Exercise requirements: Could you render the entries as a JSON list of strings, one string per line with blank lines left out, covering only the stretch from the line containing "Target: railroad track" through the end of the entries?

[Rows from a dataset]
****************************************
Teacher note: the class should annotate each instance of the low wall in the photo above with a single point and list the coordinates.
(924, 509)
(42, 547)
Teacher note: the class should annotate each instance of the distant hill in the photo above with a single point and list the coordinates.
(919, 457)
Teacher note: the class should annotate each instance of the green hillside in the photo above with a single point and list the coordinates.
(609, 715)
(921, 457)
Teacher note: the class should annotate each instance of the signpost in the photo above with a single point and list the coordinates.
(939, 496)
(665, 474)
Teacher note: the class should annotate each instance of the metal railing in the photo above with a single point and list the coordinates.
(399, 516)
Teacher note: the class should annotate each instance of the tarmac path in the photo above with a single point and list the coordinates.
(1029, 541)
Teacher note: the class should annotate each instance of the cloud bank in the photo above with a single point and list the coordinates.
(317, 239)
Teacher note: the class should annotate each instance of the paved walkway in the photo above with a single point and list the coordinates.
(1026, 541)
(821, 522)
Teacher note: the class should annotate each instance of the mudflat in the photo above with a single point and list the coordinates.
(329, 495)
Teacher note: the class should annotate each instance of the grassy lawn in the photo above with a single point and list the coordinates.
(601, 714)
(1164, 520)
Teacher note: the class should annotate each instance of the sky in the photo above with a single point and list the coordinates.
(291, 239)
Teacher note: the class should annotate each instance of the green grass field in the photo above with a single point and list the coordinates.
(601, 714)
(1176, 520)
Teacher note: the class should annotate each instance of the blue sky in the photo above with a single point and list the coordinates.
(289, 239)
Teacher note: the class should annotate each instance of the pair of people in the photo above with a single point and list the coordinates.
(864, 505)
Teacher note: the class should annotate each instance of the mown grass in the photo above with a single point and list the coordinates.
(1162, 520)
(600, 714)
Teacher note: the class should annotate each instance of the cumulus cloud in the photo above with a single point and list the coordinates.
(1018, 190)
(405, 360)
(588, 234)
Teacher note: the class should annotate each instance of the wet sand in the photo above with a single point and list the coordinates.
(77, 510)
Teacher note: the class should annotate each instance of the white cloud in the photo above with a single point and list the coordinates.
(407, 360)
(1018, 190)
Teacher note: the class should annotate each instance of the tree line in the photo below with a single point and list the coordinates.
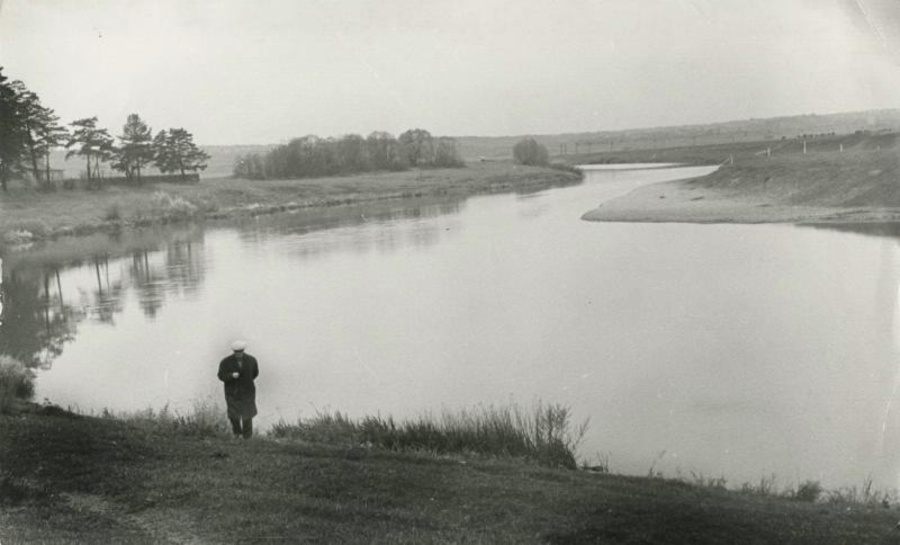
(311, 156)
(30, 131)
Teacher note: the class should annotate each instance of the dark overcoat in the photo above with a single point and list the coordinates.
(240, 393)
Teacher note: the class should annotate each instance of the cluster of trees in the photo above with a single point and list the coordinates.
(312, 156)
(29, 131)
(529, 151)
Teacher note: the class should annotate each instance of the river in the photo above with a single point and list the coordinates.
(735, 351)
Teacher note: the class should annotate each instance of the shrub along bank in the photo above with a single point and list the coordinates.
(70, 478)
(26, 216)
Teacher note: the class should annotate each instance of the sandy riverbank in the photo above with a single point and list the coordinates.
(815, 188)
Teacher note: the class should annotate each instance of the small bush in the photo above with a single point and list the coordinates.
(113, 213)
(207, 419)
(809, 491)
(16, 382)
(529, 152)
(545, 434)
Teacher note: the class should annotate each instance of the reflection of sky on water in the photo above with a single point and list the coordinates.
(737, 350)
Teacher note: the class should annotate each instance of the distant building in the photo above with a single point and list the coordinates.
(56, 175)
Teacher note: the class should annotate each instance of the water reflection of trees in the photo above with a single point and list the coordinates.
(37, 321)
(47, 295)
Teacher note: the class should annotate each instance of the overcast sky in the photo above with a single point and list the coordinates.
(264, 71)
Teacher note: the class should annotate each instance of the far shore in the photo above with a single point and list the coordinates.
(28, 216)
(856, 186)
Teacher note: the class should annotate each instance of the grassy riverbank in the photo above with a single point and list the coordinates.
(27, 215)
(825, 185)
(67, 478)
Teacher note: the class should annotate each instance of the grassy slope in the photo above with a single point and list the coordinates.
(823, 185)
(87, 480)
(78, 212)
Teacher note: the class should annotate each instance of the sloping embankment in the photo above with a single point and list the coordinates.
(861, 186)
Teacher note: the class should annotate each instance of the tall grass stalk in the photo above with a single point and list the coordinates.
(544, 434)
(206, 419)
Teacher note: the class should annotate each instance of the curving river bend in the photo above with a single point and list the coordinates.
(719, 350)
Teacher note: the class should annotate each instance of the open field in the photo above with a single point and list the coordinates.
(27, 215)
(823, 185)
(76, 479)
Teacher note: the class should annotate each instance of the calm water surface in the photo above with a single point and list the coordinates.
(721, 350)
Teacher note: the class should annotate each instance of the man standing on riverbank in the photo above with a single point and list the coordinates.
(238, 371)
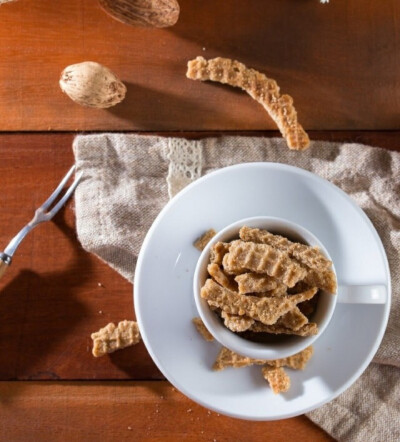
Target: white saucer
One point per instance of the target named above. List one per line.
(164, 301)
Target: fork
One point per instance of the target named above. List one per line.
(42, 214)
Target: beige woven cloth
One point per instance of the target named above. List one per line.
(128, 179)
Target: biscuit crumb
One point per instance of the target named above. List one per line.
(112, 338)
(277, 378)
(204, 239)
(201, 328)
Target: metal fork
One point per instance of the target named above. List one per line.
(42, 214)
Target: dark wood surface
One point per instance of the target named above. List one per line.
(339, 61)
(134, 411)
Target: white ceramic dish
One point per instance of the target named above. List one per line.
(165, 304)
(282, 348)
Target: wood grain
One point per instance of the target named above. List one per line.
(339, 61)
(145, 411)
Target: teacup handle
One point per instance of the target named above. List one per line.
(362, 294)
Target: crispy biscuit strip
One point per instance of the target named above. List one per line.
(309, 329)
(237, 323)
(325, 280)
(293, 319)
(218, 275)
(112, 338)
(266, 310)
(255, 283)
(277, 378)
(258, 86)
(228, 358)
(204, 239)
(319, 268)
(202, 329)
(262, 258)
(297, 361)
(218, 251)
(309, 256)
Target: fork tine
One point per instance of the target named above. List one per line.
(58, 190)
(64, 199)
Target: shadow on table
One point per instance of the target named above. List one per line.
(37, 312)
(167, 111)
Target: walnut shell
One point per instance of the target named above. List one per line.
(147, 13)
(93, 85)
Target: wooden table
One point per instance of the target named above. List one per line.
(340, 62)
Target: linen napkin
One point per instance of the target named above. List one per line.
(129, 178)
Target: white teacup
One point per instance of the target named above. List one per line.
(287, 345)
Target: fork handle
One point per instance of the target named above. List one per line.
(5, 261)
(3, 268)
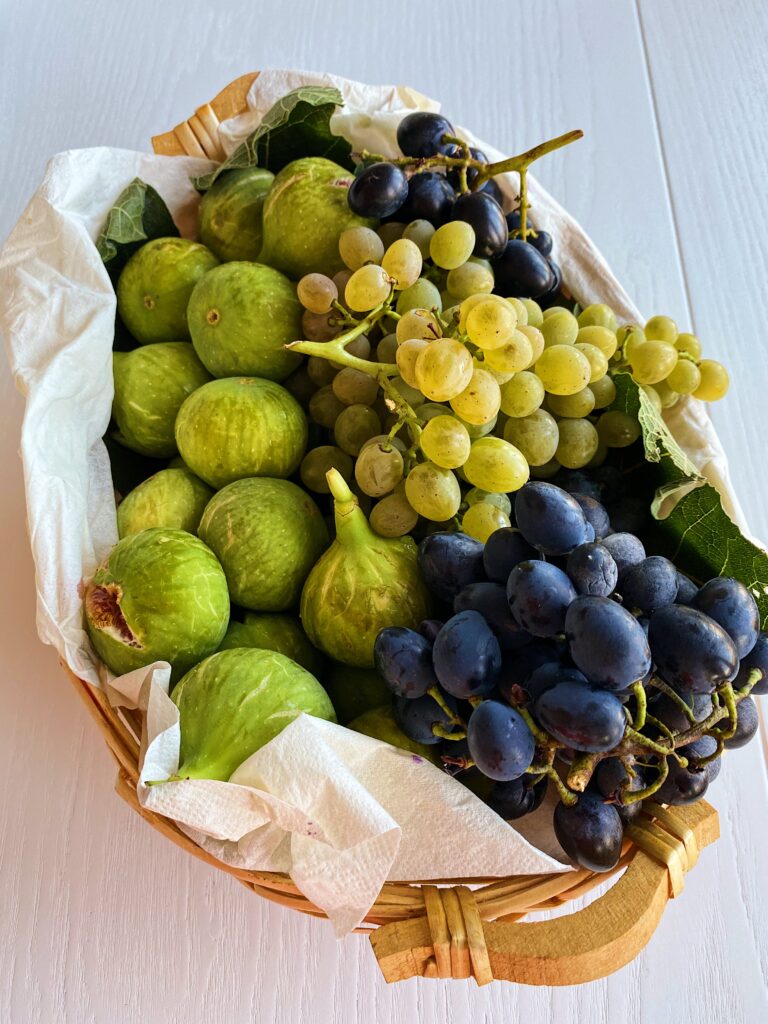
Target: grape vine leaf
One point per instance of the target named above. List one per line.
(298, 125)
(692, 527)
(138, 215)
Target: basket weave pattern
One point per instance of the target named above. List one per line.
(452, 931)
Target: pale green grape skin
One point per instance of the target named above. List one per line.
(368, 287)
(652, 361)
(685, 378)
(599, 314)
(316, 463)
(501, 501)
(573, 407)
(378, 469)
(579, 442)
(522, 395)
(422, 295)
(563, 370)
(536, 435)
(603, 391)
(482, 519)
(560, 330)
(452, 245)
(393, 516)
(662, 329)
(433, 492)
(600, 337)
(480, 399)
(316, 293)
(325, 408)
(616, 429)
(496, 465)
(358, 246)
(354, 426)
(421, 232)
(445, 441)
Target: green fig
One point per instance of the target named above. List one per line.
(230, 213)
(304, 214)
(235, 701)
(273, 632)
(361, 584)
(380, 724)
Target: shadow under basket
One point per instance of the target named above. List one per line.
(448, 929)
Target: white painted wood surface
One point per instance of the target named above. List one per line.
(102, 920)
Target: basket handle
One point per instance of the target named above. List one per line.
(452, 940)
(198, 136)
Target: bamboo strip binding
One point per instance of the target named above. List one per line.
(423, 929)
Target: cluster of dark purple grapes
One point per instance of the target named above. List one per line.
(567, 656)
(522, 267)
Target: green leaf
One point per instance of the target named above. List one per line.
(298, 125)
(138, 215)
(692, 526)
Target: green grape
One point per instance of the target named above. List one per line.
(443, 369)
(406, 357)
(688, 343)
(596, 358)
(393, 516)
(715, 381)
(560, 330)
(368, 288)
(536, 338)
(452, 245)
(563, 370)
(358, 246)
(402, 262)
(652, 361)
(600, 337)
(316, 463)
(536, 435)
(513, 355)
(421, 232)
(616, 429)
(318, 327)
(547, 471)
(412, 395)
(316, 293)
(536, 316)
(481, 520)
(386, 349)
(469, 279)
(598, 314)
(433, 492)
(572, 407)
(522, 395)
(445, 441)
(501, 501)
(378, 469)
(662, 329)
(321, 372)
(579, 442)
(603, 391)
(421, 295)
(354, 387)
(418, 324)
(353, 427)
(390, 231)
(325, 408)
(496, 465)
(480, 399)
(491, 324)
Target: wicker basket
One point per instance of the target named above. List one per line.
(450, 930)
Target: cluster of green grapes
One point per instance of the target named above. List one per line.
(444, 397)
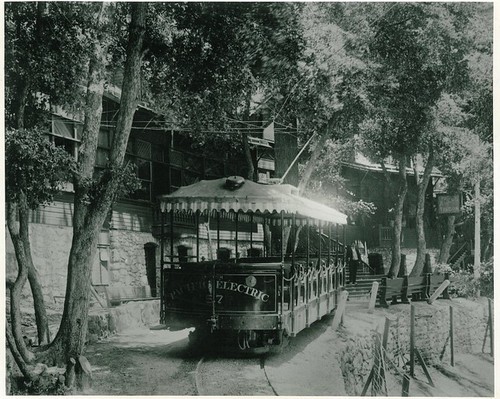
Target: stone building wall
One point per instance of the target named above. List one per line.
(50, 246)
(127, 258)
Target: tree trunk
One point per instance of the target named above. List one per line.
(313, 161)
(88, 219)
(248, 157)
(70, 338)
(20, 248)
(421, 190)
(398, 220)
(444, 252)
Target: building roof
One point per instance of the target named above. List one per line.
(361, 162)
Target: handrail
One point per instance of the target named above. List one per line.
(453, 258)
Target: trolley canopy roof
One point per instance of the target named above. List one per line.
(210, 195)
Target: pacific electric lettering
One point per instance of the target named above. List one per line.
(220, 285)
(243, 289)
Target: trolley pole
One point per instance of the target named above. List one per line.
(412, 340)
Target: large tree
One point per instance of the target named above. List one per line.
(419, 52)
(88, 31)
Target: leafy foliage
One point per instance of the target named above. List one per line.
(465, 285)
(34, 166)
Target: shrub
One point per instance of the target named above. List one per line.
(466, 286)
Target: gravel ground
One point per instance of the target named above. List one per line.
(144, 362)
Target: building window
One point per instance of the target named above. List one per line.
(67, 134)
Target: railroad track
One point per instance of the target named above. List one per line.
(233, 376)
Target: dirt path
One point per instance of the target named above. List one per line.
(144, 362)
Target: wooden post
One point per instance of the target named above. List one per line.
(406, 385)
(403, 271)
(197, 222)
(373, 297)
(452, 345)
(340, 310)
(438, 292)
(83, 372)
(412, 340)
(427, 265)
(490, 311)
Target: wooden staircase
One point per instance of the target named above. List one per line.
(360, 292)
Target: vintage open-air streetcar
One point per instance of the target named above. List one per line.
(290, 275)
****************************************
Reply to the exercise:
[
  "Target: railroad track",
  "One point per instance of the target named above. List one per line.",
  "(233, 376)",
  "Target: dirt path",
  "One point per instance of the target named above. List one per line.",
  "(144, 362)",
  "Target: wooden post",
  "One point per instance of the target named above. List one per line.",
  "(406, 385)",
  "(403, 271)",
  "(197, 222)",
  "(373, 297)",
  "(452, 345)",
  "(340, 310)",
  "(438, 292)",
  "(83, 372)",
  "(412, 340)",
  "(427, 265)",
  "(490, 311)",
  "Target: wooden staircase",
  "One point per instance of the target named above. List one per line.",
  "(360, 292)",
  "Target: vintage open-air streetcar",
  "One point per instance of the target named above. List one per line.",
  "(290, 275)"
]